▶ Brief 1: In the post about the painting "Suitcase Seaweed" below, which report published the painting?
▶ Brief 2: List every change the post about the painting "Suitcase Seaweed" describes in its close-up section near the end.
▶ Brief 3: Carry on the post about the painting "Suitcase Seaweed" from the point where it ends.

▶ Provided passage:
My painting “Suitcase Seaweed” has been published.


My painting Suitcase Seaweed was very recently published in the Alaska Marine Community Action Report FY2025. They also publish the Young Fishermen’s Almanac which I have been fortunate enough to have artwork in each of the three volumes. 


They reached out to me about two months ago asking if I have artwork they might use in their report. Being a full-time elementary teacher, creative time is very minimal during the school year. Instead of slowly going through photos of my work, I quickly sent them images of three pieces. Suitcase Seaweed was one of them.

When I got the celebratory email about the finished report and my included artwork, I was so glad it found its publication home. 


It was a bit of a surprise when I went to the link and saw my work.


They rotated it to fit their space needs. I think it’s well placed and was a good layout and design decision.
Here is the rotated version: 


Here is its original position: 


Why was I slightly surprised when I saw it on the page? Because this work was altered after I took the photo I sent. I do think it looks quite nice as published, yet I much prefer the work as it now stands.

The watercolor painting itself was not changed. The beautiful hand-painted ribbons that run through it and the border have also not been changed. What was changed was the placement of harvested and dried seaweed. It was rearranged. Some pieces were removed and others added.

I was unhappy with the placement of the small piece of seaweed in the upper right corner. I also wanted a heavier, darker piece of seaweed in the upper left corner to balance with the painted, maroon-ish seaweed right of the middle. Lastly, I wanted some of the fish behind the seaweed as that would be more life-like.

Here is how the piece currently stands finished:


Here are some of the changes close up:

A fish moved behind seaweed.


A second fish moved behind seaweed.

The seaweed in the upper left corner was removed and a thicker, darker piece was added:


Too, I replaced the small piece of seaweed in the upper right corner with a slightly larger one.

▶ Items:

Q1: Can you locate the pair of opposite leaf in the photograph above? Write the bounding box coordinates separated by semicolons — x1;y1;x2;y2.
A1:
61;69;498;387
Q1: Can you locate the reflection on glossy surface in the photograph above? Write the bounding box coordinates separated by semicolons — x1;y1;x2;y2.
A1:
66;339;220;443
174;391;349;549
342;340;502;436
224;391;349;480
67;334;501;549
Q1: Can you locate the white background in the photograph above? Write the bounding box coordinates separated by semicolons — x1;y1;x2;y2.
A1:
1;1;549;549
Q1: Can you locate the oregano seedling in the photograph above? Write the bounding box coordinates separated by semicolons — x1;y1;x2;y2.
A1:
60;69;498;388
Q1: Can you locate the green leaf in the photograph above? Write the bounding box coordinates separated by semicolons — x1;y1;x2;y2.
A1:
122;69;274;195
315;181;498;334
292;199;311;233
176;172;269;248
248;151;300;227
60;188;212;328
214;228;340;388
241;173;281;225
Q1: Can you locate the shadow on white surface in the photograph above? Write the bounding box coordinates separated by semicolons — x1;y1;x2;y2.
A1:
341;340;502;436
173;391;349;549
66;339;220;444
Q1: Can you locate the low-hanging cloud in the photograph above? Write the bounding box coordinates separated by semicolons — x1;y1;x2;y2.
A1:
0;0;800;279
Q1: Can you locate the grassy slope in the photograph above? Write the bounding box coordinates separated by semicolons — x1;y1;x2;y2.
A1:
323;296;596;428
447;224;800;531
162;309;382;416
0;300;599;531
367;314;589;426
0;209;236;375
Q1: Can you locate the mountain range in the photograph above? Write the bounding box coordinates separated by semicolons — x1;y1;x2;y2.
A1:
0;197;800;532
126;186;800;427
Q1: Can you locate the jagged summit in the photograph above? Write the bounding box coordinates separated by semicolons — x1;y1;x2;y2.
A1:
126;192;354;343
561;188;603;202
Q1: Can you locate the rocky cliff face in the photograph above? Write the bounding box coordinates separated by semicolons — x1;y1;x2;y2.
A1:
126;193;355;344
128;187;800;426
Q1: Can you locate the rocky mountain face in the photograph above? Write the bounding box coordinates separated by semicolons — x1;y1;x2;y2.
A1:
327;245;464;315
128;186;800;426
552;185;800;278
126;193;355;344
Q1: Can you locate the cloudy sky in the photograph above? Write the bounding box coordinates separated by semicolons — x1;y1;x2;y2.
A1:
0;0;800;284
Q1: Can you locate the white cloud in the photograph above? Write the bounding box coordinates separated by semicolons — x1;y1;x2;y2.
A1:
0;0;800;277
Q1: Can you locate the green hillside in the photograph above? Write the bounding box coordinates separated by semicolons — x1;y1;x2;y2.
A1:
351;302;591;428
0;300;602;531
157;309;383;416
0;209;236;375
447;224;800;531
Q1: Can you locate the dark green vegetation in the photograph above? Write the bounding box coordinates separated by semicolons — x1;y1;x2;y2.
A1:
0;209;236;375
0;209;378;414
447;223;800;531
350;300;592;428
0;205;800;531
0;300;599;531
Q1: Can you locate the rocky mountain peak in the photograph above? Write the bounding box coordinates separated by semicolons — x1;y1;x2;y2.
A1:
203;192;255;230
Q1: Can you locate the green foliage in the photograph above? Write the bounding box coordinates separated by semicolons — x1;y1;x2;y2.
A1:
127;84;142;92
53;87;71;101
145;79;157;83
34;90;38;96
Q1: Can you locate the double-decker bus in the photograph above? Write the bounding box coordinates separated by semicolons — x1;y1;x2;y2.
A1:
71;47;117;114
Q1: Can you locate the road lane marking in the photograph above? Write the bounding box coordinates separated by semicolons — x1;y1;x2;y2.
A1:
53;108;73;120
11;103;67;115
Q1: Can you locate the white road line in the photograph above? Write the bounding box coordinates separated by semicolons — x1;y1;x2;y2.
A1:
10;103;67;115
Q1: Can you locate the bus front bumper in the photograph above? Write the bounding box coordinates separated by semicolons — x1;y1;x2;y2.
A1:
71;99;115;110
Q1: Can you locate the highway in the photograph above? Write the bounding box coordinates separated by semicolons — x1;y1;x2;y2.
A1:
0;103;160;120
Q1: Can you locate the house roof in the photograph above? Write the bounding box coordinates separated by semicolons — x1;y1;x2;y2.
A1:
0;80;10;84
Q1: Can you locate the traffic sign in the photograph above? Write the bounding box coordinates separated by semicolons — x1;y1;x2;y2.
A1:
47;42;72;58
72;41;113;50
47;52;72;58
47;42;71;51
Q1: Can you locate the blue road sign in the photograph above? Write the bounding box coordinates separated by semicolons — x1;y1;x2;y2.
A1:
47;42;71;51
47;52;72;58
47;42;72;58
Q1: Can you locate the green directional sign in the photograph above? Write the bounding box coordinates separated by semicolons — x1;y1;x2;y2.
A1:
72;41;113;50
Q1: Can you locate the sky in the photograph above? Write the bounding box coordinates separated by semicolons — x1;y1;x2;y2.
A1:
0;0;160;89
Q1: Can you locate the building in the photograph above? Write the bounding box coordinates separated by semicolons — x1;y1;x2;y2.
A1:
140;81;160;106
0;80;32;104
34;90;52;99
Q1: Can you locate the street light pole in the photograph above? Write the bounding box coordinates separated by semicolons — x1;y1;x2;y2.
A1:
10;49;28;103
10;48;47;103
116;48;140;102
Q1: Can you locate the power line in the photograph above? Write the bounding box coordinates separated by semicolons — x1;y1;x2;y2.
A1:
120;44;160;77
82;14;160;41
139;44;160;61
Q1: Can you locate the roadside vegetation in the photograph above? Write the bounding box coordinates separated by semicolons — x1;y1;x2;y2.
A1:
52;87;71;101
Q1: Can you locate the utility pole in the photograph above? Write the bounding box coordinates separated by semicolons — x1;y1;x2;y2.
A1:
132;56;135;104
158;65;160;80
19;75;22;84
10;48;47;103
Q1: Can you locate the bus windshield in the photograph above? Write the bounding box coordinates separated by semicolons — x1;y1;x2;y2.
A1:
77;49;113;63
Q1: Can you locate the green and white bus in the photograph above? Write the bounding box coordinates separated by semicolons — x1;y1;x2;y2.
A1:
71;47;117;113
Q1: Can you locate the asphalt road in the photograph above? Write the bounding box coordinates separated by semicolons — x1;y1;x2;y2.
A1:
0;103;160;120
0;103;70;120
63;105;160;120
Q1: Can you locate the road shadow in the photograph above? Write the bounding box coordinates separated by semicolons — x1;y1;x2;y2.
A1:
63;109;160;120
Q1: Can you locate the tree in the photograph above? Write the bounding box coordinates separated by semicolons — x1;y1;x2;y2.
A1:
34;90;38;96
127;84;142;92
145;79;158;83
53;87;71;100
* * *
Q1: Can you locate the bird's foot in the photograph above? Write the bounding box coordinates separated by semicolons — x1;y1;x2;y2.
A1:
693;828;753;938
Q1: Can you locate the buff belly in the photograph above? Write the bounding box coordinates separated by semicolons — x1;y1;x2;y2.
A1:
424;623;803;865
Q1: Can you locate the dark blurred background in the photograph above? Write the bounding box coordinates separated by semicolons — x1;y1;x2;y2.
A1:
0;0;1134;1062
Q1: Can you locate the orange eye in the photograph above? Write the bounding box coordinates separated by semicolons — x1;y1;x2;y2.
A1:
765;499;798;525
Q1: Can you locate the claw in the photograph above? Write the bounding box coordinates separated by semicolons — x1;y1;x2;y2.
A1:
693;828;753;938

▶ Written response 1: The Alaska Marine Community Action Report FY2025.

▶ Written response 2:
- A fish was moved behind seaweed.
- A second fish was moved behind seaweed.
- The seaweed in the upper left corner was removed, and a thicker, darker piece was added.
- The small piece of seaweed in the upper right corner was replaced with a slightly larger one.

▶ Written response 3:
 

Ribbons of color remained as they were.


The piece is titled Suitcase Seaweed as there is seaweed from three very different locations carefully glued on acetate and then overlaid on the watercolor painting. I harvested seaweed from Cordova, Alaska where I was taking an Environmental Science course for teachers and from Northern California where my son lives. I carried both home via my suitcase on one plane or another. A good friend harvested seaweed off the coast of Boston, Massachusetts, a city I call home, and sent it to me still wet and needing to be pressed. Although these locations are not revealed in the title, they are each significant to me and tell more of a story about myself and my travels than the viewer currently knows. A future publications might change that. 

Back to the published version versus the current version of this work, may an artist change their work after it's signed or published if it remains under their ownership? Does it impact the publication of an earlier version? Yes to the first question and no to the second. In fact, I truly value seeing the earlier version in print as it no longer exists on the watercolor page. Those that published it are happy with the work and I did receive their promised thank you note. 

I think the bigger question is whether an artwork may be published twice? The first being the earlier version and second being the latter. I haven't had to answer that yet. I am hoping this work will be included in a show rather than a publication. Yet, what if the show has a catalogue of all included work? 

Truthfully, this is the first artwork of mine that doesn’t completely match its published image. Will it be the last? Not sure as I haven’t painting all the work I will. That said, I've never gone back and altered work that was finished and signed before. I have added elements to a work I thought briefly was finished but then after walking past it several times while it hung in my art studio realized it wasn’t. These two quotes coupled together speak my forward positioning on altering future artworks post-publication: "Never look back" said John Lee Hooker and "Never say never" said Charles Dickens. 

I will pull this all together with a quote by the brilliant poet long read by me, Marie Howe. I found it in the excellent book, The Work of Art: How Something Comes from Nothing edited by Adam Moss and which sits on my shelf when not in my hands. 

"I don't know what I am doing"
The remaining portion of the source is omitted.